## WHAT YOU SHOULD DO
Copy out each line of the listing that has the word "sleeve" in it.

━━ GIVEN DATA

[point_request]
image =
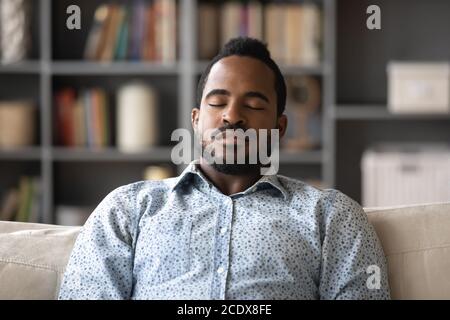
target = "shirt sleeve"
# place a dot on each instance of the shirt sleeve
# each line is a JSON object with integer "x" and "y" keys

━━━━

## SOLUTION TO THIS PROBLEM
target = "shirt sleeve"
# place a dot on each instance of the shirt sleeve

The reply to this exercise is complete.